YOUR INSTRUCTIONS:
The answer should be each line of the records that contains the word "trailer"; please copy them all.

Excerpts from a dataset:

◇ ◇ ◇ ◇

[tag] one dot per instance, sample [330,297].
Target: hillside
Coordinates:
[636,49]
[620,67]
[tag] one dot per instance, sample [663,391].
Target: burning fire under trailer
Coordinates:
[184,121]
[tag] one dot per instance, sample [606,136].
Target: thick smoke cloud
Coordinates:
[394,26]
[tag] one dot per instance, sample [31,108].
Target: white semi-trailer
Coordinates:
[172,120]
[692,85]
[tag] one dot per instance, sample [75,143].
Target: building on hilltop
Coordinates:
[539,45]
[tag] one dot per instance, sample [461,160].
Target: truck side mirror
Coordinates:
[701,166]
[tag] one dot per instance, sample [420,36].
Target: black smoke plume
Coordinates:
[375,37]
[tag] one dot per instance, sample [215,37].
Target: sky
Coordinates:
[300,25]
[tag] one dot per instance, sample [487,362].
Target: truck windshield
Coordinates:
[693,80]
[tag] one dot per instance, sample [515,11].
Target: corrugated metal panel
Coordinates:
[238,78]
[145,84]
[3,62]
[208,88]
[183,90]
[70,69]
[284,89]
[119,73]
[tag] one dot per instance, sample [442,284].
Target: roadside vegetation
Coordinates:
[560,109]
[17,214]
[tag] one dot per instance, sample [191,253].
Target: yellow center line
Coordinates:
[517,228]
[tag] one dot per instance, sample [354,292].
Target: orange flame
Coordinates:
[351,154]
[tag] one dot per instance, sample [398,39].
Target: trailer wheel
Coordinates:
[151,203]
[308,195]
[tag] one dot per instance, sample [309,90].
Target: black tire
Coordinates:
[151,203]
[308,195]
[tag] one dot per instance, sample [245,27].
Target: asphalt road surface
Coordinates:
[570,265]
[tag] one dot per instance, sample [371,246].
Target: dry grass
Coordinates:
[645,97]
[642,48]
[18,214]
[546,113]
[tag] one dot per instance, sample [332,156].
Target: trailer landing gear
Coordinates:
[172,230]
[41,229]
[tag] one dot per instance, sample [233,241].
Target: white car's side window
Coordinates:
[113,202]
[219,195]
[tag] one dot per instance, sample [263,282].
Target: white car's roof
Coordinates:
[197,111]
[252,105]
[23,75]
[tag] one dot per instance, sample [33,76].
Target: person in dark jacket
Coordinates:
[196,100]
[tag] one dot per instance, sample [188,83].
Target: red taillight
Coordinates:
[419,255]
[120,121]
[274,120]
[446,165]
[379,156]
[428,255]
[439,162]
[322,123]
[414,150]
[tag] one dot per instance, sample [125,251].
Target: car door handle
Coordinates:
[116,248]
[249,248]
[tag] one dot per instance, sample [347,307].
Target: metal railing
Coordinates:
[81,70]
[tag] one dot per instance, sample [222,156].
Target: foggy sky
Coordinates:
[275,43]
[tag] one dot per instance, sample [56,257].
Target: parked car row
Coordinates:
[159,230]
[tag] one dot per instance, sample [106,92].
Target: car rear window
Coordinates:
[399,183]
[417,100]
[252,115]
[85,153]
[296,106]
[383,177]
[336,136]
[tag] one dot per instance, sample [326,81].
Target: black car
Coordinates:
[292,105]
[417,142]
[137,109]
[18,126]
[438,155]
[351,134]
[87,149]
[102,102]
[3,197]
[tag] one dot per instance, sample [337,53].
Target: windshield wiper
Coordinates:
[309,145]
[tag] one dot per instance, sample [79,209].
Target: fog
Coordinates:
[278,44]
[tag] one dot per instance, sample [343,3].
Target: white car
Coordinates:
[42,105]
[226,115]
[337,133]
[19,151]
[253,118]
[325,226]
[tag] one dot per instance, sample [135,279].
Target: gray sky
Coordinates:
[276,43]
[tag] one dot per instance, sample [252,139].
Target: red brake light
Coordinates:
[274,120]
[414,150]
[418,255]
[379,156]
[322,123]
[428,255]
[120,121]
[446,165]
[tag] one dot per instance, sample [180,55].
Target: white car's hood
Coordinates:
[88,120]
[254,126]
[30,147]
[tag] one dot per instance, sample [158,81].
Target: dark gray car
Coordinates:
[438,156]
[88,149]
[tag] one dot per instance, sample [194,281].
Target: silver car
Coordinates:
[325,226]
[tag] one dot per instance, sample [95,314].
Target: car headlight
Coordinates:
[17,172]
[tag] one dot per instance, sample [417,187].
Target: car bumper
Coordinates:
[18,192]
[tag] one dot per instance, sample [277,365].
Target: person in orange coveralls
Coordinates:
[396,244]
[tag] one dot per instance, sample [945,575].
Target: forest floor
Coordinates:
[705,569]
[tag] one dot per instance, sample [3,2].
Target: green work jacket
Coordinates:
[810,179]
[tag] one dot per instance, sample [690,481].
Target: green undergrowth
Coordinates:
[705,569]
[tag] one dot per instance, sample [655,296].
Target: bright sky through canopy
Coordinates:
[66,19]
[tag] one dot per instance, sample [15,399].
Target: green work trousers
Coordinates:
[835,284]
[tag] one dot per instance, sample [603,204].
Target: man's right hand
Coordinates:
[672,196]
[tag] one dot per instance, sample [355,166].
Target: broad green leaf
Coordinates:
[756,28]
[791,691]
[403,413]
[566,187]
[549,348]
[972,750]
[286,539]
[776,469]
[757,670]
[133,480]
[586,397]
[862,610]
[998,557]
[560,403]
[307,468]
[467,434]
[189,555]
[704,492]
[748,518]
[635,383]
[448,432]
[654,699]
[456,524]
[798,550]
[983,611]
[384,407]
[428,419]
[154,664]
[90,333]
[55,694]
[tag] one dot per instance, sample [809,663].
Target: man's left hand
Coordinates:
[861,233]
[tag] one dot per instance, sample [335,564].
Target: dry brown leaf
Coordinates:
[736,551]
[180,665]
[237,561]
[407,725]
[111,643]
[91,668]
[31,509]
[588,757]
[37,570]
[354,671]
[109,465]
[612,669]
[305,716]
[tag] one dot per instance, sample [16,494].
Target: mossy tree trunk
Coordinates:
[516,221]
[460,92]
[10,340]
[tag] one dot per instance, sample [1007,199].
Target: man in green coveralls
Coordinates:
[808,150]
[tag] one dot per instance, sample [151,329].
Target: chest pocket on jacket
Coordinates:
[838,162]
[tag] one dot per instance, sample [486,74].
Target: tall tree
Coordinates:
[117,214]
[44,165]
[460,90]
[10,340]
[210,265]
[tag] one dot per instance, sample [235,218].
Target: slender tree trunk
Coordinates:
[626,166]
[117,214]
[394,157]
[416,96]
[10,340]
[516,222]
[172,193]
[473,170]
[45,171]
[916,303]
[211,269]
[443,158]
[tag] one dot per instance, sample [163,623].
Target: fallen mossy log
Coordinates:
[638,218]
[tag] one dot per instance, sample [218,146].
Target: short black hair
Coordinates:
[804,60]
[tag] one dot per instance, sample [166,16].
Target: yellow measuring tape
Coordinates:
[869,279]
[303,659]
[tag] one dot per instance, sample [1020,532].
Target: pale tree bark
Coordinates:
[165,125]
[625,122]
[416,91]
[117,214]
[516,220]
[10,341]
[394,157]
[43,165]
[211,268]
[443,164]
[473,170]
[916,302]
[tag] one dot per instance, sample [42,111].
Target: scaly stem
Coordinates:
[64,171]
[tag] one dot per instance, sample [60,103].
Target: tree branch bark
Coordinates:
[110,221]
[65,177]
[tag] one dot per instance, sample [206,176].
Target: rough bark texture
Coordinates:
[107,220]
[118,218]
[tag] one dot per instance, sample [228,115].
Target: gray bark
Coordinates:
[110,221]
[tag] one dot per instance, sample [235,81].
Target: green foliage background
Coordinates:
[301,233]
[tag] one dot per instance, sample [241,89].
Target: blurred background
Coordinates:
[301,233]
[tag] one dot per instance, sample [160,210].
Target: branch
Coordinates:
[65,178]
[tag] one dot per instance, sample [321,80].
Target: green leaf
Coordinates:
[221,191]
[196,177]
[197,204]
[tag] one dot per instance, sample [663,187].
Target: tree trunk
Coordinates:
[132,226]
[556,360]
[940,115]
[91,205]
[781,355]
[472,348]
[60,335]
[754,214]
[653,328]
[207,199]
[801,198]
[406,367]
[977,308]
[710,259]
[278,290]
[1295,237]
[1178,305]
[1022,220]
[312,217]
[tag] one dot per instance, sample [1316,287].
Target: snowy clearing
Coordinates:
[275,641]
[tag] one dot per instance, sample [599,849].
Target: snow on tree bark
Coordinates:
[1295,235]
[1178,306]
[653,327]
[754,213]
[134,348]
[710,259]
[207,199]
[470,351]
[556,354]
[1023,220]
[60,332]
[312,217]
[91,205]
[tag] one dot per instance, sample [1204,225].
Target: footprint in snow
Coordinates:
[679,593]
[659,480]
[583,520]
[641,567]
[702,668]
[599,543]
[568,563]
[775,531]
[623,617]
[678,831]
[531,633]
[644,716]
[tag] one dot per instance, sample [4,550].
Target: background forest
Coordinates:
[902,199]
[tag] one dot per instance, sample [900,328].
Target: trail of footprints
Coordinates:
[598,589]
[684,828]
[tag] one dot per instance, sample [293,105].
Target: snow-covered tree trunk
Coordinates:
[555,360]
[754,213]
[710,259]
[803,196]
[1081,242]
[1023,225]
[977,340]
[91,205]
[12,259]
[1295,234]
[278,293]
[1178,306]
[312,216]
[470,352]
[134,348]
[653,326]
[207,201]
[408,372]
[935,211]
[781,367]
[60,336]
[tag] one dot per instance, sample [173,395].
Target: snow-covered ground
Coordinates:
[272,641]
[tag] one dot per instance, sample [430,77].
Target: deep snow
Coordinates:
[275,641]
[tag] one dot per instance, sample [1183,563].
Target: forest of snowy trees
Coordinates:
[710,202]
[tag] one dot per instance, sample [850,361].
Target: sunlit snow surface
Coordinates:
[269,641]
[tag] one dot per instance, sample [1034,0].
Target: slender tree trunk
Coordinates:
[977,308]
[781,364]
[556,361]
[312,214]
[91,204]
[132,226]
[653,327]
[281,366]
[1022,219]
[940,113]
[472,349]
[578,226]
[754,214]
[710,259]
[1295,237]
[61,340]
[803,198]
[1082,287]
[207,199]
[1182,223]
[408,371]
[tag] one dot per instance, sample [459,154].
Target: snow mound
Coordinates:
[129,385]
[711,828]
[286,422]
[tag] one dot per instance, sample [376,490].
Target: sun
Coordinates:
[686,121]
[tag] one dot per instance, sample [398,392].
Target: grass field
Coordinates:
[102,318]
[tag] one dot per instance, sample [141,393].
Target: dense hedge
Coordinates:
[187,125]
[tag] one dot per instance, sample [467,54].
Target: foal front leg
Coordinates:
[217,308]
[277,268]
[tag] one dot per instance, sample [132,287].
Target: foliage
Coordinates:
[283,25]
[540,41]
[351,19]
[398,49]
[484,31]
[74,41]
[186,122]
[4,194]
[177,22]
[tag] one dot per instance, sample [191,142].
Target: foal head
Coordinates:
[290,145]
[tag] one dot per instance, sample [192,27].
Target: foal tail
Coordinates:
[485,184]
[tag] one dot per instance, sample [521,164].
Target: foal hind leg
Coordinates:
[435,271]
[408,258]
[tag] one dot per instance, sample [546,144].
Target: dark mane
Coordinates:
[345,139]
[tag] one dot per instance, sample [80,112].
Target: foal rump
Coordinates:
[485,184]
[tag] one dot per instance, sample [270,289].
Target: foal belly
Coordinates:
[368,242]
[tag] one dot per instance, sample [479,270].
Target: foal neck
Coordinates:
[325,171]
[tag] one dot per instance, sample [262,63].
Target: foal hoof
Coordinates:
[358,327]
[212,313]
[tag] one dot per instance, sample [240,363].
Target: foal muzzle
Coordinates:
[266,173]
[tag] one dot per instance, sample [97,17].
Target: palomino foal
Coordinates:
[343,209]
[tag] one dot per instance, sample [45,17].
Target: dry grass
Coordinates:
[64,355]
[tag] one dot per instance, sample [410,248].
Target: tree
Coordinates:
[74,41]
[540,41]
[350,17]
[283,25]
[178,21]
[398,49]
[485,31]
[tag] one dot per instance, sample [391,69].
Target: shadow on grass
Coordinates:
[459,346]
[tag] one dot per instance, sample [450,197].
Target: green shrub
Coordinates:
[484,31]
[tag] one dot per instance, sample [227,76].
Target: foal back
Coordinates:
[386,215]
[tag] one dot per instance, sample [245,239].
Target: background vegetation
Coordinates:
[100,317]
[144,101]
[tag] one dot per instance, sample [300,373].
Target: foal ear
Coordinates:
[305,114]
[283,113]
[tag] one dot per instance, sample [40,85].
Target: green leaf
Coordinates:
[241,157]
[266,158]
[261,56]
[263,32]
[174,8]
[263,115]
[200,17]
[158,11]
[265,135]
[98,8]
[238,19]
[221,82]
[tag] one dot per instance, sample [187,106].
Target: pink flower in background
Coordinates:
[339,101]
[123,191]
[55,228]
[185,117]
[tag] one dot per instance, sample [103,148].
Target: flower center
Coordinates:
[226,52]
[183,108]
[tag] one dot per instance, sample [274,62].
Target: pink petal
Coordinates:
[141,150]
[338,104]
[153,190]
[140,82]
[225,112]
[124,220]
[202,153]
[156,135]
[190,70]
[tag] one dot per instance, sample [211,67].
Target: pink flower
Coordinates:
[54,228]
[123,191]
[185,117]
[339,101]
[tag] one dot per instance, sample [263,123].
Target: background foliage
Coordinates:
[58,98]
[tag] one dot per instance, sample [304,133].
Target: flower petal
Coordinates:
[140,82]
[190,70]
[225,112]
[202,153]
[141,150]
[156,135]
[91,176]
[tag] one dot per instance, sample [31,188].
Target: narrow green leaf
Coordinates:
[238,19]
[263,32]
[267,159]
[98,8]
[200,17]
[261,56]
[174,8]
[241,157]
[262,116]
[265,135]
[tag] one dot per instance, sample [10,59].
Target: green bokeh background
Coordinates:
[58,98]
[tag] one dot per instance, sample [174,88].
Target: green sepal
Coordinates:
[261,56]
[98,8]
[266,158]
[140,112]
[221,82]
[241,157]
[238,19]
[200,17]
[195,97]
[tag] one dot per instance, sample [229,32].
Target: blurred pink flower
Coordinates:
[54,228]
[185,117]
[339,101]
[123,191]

◇ ◇ ◇ ◇

TASK RESULT:
Target: burning fire under trailer
Target: white semi-trailer
Target: trailer wheel
Target: trailer landing gear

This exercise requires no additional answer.